» **Your instructions**: Go through the entries below and count the lines holding the word "soap". Reply with only the number, please.

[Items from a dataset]
__________________________________________________

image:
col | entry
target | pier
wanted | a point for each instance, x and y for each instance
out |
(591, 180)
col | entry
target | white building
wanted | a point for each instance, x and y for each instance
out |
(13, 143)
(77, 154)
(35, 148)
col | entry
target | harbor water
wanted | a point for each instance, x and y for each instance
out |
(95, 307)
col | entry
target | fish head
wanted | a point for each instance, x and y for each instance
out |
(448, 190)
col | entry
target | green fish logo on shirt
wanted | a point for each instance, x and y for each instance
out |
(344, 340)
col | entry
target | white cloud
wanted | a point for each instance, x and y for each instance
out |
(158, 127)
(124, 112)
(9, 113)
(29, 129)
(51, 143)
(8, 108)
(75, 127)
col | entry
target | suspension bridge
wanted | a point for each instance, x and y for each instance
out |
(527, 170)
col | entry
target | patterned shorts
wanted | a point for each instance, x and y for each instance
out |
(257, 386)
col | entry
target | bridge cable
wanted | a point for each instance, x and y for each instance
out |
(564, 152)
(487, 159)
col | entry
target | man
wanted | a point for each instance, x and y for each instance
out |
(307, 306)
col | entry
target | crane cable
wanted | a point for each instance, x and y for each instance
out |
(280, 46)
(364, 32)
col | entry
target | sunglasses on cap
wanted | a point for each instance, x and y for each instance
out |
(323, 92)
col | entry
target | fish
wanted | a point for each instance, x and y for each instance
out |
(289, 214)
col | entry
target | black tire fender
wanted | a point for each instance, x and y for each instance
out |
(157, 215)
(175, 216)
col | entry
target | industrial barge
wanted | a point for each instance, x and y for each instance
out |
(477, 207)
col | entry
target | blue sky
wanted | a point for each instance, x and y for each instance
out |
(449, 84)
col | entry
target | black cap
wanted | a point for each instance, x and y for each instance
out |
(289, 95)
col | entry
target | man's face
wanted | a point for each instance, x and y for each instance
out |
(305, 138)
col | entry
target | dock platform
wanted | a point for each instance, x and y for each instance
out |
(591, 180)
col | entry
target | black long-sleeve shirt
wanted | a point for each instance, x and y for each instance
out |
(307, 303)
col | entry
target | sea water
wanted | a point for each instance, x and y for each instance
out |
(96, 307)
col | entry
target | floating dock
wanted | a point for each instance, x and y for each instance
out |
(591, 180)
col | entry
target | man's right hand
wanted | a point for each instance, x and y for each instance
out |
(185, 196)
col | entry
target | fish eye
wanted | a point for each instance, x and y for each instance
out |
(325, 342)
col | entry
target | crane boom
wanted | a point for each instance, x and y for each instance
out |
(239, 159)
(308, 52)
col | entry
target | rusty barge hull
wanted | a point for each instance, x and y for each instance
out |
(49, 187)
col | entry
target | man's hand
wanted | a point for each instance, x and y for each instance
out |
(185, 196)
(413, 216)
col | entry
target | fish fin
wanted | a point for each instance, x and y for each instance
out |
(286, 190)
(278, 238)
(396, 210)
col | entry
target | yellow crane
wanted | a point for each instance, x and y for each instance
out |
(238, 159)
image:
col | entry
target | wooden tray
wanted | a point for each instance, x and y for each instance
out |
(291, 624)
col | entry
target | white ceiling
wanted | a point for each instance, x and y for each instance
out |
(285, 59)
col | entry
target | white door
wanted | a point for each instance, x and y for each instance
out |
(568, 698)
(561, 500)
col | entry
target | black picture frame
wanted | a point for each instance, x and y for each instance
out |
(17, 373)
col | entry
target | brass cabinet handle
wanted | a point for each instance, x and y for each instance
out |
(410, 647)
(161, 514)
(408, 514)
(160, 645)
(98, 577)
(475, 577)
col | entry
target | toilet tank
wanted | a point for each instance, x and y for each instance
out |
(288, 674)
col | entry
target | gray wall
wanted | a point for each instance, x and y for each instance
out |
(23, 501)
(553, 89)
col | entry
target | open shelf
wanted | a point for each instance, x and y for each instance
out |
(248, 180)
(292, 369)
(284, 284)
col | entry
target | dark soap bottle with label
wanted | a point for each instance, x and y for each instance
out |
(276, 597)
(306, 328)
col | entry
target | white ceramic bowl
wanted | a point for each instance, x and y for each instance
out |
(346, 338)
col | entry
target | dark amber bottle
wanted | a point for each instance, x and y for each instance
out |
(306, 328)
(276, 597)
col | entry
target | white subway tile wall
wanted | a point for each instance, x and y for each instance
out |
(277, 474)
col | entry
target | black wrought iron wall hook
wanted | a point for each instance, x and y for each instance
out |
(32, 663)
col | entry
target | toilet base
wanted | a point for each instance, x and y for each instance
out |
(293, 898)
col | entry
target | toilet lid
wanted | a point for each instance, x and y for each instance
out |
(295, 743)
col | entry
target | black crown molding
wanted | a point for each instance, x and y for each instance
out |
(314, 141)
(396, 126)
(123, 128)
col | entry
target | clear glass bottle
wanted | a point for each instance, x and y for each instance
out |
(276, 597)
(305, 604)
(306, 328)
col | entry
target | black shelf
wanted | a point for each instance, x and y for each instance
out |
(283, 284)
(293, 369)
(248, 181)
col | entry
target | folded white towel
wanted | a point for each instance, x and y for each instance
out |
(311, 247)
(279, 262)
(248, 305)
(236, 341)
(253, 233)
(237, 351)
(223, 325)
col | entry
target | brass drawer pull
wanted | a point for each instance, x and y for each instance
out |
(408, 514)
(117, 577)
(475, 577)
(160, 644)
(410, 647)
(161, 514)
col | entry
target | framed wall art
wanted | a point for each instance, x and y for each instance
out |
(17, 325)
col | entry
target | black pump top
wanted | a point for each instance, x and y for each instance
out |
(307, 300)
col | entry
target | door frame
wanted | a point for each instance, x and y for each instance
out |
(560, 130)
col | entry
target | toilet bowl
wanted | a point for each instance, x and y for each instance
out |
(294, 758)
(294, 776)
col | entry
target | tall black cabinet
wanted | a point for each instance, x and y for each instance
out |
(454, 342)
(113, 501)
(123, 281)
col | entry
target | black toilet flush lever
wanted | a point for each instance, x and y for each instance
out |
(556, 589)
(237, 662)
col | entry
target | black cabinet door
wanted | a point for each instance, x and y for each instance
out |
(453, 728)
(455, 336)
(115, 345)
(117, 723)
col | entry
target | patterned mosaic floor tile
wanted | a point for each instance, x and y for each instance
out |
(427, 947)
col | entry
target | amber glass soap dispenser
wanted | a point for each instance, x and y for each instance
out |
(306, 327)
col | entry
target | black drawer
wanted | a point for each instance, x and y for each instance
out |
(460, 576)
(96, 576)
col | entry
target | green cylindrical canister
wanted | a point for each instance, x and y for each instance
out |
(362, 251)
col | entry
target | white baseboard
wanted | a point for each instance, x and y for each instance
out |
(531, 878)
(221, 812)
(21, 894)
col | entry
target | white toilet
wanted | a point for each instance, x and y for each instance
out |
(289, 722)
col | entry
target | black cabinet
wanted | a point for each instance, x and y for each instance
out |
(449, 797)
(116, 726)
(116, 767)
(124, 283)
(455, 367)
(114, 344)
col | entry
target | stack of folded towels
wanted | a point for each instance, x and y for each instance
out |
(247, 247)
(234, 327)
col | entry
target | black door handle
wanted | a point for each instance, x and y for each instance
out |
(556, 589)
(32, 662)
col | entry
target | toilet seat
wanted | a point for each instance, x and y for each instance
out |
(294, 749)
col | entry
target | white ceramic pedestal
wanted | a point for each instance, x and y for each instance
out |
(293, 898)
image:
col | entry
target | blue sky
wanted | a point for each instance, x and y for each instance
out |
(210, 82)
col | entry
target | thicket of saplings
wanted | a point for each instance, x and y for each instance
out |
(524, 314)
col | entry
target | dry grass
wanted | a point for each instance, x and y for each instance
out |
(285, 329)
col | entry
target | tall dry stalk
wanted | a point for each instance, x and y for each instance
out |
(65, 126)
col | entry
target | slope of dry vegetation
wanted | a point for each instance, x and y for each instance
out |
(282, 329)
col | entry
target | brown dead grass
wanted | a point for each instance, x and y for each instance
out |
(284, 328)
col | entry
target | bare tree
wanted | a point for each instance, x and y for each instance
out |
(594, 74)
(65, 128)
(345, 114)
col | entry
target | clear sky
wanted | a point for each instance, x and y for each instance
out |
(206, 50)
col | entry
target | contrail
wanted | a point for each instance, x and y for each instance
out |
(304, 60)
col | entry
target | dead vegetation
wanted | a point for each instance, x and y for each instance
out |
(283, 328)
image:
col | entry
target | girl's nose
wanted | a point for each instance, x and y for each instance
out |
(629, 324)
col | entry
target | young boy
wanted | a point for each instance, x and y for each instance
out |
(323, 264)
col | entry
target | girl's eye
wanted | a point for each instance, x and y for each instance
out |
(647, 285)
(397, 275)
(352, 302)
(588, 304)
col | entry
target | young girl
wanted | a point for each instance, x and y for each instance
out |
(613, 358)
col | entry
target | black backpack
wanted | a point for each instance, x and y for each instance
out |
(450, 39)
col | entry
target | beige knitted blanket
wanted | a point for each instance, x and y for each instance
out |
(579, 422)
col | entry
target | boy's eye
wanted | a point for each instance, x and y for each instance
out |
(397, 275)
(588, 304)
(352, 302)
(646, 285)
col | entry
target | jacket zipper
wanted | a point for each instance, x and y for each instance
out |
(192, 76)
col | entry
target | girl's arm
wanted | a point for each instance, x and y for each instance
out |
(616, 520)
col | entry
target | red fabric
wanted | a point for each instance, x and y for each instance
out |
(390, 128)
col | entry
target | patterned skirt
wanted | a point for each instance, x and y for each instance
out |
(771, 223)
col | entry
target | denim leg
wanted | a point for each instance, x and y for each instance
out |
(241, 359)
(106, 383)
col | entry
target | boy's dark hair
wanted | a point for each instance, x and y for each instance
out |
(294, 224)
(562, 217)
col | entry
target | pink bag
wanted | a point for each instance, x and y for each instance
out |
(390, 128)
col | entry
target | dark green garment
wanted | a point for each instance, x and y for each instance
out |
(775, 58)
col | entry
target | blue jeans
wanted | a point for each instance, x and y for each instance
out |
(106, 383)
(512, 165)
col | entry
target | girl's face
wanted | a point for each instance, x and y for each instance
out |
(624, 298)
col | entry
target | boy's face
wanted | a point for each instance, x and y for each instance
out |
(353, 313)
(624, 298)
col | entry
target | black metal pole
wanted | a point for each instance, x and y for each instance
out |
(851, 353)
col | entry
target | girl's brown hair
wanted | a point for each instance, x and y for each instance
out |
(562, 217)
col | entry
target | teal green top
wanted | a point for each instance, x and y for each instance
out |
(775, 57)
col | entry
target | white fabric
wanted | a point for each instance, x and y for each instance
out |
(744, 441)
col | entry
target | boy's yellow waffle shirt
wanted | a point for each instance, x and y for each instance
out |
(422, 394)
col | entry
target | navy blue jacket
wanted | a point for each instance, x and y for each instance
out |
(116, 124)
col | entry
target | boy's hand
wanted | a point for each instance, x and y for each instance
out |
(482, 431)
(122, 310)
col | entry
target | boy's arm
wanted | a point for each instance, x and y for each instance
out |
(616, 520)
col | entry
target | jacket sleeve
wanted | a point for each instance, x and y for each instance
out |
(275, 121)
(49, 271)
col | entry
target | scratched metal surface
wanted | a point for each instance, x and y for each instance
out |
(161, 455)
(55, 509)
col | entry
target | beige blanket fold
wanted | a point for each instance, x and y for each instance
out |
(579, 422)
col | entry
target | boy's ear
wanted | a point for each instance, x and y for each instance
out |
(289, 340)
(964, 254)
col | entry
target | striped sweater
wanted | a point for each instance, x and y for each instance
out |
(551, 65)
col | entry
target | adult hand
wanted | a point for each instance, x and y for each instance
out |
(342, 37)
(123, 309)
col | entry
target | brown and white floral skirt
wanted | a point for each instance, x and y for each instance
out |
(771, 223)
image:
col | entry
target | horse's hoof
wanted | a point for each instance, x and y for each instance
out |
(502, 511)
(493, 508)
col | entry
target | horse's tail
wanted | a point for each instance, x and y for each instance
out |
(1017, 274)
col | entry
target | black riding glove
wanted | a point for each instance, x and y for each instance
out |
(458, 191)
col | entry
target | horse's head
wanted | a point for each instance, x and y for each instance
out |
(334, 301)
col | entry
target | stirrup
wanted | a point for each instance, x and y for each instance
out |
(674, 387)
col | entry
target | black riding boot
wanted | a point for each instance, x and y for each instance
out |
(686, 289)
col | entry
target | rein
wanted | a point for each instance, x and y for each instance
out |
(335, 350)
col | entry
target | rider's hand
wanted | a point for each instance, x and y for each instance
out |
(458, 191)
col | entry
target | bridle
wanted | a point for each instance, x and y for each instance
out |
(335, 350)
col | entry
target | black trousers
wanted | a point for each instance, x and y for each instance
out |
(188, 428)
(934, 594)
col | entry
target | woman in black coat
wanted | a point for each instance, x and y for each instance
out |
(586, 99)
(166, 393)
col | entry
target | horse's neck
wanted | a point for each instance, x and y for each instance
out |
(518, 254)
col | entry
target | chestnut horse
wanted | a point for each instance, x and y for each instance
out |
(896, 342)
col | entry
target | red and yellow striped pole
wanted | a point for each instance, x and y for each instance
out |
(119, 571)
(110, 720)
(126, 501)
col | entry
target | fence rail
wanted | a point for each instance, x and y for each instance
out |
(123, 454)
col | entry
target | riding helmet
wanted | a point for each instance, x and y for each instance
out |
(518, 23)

__________________________________________________

» **The completed task**: 2